Passage shown
****************************************
Although we used methods designed to reduce model overfitting, the accuracy estimates may be optimistic because test performance was estimated with the same data used for algorithm development. Predictions typically are not as accurate in new settings as they are with the data from which they were developed. Validation of our new algorithms in other populations will be an important test of their generalizability.

If these algorithms are found to be generalizable in other study settings they offer several potential advantageous features to users. The reference data set was based on a geographically diverse patient population that included similar numbers of men and women. Most of the colonoscopies were performed in recent years, which should be an advantage to researchers working with newer data. Moreover, we developed the algorithms using standard diagnosis and procedure codes widely available in health care data. The algorithms do not require extraction and interpretation of narrative text or laboratory results.

Our decision to allow multiple colonoscopies per individual had both benefits and costs. In the real world, patients often undergo multiple colonoscopies over time; researchers using longitudinal data will need to classify these procedures when they are encountered. However LASSO techniques are not available to account for correlated error due to multiple observations per individual in weighted data. Ignoring the clustering of multiple exams per patient could potentially affect variable selection. Our sensitivity analyses suggest that inclusion of multiple colonoscopies per person reduced estimated accuracy. This may occur because patients have colonoscopies with different indications, weakening the predictive ability of stable person-level characteristics.

This study demonstrates that a logistic regression model can be used to identify screening colonoscopies in coded health care data with a high degree of accuracy based on internal validation. External validation is needed to replicate these results and explore their performance in other settings.
****************************************
Data to examine
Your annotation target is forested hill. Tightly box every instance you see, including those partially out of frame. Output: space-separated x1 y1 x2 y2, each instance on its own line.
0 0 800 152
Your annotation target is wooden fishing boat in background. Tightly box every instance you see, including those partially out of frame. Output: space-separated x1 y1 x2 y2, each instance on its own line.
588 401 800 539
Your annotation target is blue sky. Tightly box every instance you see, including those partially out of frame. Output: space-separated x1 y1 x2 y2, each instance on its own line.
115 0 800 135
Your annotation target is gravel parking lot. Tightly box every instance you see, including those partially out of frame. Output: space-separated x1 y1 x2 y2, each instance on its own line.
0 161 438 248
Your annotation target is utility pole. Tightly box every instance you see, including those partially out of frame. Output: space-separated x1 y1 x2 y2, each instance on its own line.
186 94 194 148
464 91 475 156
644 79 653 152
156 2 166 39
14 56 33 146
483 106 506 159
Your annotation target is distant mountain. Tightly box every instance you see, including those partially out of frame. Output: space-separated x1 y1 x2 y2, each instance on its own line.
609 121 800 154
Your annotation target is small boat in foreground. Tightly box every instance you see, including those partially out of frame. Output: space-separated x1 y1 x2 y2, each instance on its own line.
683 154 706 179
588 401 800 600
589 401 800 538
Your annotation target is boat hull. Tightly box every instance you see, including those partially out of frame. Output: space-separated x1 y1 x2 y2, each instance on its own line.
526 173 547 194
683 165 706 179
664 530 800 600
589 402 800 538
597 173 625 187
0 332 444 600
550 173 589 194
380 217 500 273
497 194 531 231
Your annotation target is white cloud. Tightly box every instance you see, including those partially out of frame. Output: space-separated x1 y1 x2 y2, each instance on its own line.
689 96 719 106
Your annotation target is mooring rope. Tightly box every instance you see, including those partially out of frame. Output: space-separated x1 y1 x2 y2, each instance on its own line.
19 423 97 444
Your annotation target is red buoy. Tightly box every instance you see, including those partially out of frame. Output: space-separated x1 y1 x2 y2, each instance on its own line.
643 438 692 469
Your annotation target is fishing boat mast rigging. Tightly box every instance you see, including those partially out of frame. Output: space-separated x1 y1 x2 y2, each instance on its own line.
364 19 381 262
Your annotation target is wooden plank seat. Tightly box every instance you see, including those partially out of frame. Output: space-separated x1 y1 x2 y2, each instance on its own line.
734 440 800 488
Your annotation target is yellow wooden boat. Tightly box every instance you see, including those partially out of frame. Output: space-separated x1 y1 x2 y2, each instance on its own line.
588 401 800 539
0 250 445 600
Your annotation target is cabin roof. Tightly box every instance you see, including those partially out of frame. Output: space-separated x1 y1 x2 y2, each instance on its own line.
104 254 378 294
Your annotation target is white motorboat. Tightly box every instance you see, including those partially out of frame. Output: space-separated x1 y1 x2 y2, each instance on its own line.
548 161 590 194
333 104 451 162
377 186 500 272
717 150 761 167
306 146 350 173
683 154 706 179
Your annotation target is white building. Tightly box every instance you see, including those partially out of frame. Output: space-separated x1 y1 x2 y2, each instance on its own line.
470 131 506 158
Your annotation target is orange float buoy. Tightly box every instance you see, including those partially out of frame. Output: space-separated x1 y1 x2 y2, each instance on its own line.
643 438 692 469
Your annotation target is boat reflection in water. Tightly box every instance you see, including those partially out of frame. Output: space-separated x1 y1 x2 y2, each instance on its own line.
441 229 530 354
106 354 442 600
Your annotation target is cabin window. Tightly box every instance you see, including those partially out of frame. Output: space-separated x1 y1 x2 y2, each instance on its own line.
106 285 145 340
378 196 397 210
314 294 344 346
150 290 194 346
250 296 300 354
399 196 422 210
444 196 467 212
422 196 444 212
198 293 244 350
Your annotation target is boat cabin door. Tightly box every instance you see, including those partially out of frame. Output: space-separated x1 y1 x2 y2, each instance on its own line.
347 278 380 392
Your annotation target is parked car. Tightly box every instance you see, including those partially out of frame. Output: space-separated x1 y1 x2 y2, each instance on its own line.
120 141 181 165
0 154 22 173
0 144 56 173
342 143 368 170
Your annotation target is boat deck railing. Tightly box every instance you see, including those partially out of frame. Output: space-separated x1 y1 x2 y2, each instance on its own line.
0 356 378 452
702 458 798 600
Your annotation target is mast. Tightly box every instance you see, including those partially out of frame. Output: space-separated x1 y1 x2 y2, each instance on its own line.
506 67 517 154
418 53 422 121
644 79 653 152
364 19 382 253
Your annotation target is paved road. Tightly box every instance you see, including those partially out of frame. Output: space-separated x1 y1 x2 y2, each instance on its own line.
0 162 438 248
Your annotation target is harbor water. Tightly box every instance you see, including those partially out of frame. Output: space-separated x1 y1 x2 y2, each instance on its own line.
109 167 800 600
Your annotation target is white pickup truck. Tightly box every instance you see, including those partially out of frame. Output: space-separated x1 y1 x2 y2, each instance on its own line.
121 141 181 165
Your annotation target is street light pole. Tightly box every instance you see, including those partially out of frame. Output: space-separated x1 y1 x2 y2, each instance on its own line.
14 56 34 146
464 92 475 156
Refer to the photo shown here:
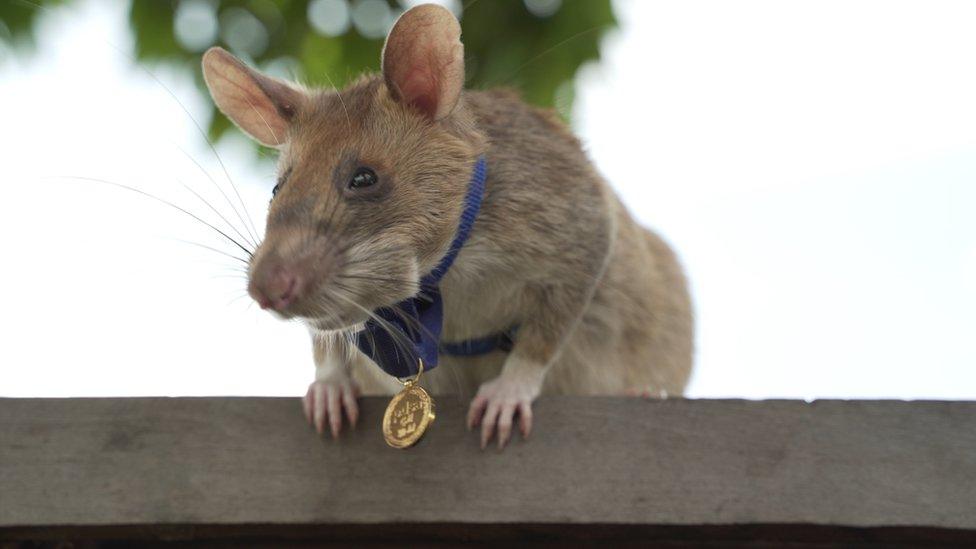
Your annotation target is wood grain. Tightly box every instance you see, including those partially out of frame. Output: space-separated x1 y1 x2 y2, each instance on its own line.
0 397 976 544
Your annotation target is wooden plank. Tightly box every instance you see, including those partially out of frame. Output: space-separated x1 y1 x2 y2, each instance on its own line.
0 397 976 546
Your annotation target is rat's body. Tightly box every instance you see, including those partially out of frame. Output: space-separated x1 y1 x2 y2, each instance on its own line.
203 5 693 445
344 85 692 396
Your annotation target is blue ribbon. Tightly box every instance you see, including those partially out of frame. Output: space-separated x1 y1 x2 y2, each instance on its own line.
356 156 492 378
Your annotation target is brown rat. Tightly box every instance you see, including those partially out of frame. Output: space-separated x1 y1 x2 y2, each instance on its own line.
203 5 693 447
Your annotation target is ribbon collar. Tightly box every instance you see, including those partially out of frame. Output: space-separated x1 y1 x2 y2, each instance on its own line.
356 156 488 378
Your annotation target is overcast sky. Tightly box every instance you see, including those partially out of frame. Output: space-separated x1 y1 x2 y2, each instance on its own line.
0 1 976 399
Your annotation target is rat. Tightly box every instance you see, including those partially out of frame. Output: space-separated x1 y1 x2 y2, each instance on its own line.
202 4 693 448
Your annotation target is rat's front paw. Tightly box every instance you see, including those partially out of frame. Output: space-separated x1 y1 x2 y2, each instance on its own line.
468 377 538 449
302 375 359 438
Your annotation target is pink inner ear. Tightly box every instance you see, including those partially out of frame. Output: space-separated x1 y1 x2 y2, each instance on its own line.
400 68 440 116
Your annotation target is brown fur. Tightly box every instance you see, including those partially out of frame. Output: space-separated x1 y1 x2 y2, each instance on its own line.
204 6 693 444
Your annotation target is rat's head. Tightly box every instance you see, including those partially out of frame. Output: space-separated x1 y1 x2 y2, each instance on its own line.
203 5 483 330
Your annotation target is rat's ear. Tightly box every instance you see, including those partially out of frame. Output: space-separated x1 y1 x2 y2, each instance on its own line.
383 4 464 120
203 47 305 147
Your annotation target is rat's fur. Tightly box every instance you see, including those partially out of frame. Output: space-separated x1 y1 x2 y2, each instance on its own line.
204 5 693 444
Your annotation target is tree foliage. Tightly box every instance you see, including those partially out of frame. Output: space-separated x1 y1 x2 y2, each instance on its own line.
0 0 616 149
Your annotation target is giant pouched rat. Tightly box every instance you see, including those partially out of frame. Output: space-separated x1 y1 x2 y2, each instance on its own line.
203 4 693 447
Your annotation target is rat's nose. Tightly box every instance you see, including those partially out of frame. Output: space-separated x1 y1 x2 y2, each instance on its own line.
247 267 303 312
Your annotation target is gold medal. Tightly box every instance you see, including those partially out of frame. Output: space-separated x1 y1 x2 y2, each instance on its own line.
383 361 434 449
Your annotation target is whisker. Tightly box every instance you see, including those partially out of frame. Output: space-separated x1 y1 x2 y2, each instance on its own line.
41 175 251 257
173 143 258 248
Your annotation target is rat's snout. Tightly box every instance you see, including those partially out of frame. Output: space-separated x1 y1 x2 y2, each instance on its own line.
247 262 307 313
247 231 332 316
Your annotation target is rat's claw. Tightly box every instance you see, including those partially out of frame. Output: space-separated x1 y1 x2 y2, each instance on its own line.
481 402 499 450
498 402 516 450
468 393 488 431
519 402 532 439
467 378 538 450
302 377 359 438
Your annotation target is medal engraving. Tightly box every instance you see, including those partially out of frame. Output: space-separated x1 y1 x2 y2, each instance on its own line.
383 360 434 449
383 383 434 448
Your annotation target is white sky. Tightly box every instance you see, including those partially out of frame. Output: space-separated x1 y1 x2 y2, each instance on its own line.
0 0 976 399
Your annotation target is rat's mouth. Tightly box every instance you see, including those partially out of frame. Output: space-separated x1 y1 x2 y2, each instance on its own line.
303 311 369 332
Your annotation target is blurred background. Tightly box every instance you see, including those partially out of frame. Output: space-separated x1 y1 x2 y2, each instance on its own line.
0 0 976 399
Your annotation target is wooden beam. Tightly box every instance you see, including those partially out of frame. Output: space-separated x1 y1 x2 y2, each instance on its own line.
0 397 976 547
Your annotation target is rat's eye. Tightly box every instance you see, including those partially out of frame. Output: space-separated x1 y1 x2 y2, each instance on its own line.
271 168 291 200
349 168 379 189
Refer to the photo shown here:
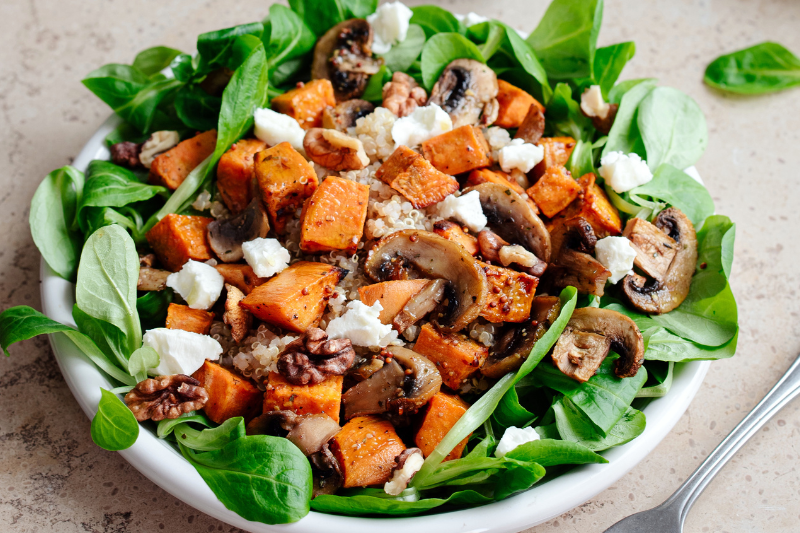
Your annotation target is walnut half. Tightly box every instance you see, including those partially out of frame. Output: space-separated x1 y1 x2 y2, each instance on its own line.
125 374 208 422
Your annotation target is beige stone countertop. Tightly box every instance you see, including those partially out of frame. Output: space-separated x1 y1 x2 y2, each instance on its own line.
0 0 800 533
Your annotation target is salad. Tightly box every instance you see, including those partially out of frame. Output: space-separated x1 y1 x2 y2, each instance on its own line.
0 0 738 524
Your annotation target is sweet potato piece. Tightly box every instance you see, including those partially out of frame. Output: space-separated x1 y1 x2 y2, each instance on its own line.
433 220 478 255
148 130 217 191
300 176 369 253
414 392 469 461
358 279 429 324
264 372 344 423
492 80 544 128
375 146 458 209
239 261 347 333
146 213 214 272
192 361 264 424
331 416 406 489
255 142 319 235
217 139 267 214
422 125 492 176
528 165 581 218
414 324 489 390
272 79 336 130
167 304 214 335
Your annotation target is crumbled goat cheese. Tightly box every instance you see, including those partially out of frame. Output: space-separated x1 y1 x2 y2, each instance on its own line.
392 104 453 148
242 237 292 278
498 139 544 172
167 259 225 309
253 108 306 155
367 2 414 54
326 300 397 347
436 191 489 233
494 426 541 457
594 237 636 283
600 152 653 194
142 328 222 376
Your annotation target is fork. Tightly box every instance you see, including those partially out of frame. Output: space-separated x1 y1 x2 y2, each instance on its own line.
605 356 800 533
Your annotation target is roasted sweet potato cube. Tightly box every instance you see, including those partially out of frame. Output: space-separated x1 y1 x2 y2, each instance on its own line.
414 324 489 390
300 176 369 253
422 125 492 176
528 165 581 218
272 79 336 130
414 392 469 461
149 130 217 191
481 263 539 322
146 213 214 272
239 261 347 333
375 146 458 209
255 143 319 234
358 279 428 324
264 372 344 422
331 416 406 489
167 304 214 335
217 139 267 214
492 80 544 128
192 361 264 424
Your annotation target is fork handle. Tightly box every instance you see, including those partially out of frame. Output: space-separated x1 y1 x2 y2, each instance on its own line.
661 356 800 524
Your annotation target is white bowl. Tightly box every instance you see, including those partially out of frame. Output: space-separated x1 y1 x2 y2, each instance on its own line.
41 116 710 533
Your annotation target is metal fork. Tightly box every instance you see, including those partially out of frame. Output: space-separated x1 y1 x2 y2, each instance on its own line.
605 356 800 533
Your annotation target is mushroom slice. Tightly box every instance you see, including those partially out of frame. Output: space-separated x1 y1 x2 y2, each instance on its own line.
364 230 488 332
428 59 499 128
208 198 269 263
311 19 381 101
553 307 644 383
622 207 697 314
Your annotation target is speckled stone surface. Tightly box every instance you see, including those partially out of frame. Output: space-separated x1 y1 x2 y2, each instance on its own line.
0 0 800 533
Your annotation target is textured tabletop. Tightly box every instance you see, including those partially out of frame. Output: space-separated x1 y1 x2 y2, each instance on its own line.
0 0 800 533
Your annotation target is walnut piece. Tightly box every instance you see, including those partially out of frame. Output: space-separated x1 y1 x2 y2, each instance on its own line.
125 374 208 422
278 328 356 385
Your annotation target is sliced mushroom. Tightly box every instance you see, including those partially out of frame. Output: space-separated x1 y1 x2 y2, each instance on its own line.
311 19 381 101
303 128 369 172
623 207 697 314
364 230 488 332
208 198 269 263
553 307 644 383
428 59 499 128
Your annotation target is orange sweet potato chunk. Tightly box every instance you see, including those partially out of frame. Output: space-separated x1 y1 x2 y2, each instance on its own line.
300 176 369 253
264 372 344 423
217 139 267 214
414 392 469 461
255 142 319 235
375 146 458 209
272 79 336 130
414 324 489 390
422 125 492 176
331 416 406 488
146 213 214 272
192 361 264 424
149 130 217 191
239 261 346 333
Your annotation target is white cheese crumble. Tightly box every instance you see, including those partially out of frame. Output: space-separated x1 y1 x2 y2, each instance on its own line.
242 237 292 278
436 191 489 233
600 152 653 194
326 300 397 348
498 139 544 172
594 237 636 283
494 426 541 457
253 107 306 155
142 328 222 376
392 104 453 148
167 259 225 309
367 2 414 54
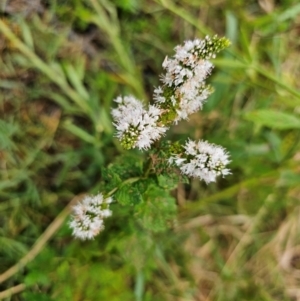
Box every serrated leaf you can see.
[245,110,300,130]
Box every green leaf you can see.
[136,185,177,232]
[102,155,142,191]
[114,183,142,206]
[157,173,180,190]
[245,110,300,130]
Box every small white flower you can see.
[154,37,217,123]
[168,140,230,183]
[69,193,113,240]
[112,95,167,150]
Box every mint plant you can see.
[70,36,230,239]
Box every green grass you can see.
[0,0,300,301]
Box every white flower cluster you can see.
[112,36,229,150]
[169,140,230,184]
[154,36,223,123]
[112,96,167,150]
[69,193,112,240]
****************************************
Task to carry out
Translate this sentence from the colonoscopy study passage into Spanish: "The algorithms do not require extraction and interpretation of narrative text or laboratory results." The material comes from a different source than the colonoscopy study passage.

Completed task
Los algoritmos no requieren la extracción ni la interpretación de texto narrativo ni de resultados de laboratorio.